* Tarefa A: No texto sobre a zona cinzenta, explique por que, segundo o próprio texto, nos vemos agora nesse terreno quase inapreensível.
* Tarefa B: Continue o texto sobre a zona cinzenta a partir do ponto em que ele termina.

* Texto fornecido:
======
Para muitos não há como vencer a zona cinzenta. Não há como drená-la nem como correr dela. A teoria da conspiração é a narrativa dominante e a língua franca de nossa época: se devidamente lida, ela explica tudo. Na zona cinzenta, os rastros de condensação são tanto chemtrails quanto primeiros sinais do aquecimento global: podem ser as duas coisas ao mesmo tempo. Na zona cinzenta, os gases de escape de chaminés industriais se misturam às moléculas livres da atmosfera superior, animando o natural e o artificial em movimentos brownianos de procedência incerta.
Para muitos a Zona cinzenta é o melhor termo para descrever um panorama inundado de fatos não comprováveis e falsidades comprováveis.
Ela é o pantanoso terreno que tudo engendra nas conversas, na bajulação e na persuasão. quase que inapreensível, em que nos vemos agora por resultado de nossas ferramentas tecnológicas amplas para construção de conhecimento.
======
* Seção de dados:
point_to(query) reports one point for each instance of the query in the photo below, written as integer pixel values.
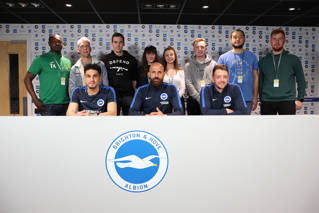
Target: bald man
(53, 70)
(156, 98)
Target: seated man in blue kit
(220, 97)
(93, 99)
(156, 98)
======
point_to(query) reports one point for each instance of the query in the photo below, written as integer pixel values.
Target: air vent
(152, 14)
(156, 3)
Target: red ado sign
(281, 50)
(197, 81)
======
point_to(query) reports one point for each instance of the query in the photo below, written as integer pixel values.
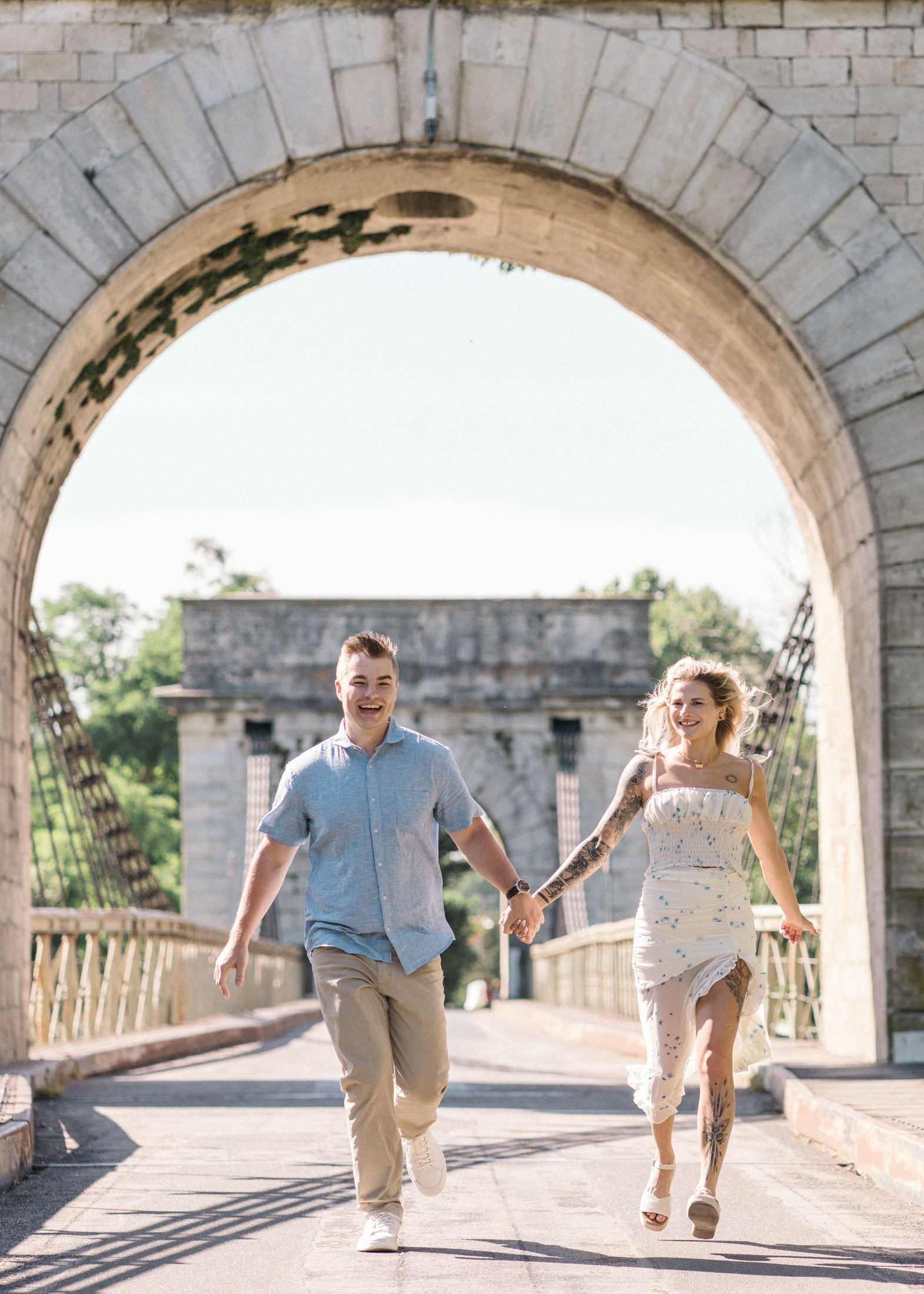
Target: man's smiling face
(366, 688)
======
* Resposta A: Segundo o texto, nos vemos agora na zona cinzenta como resultado de nossas amplas ferramentas tecnológicas para a construção de conhecimento.

* Resposta B:
De fato, é um mundo de cognoscibilidade limitada e dúvida existencial, aterrorizante tanto para o extremista quanto para o teórico da conspiração, onde a economia de atenção e a ideia de sermos novos protagonistas da história faz com que a ignorância e os extremos tenham voz e como “os idiotas são maioria” para lembrar Nelson Rodrigues, eles acabam fazendo mais barulho.
É nessa zona cinzenta que adolescentes e jovens adultos problemáticos, racistas, homofóbicos e misóginos, e deslocados da sociedade acabam cultuando o preconceito, a morte e promovem o que chamam de “actum sanctum” ou ataques cruéis contra pessoas inocentes.
Em casos extremos, muitos juntam a vontade suicida com o impulso assassino e se referem a outros seres humanos como “escória”. E o palco dessa turma degenerada é a “deep web”, o esgoto da internet, onde se apresenta um mundo sórdido que tende a causar náuseas nas pessoas normais, e lá a cultura do ódio e da violência é propagada abertamente.
Para se ter uma dimensão do comportamento viral dessas redes, na Austrália, por causa do ataque terrorista cometido por Brenton Tarrant, que matou 50 pessoas na Nova Zelândia, as empresas de telecomunicações bloquearam o acesso a vários fóruns, como o 4chan, o 8chan e o Voat.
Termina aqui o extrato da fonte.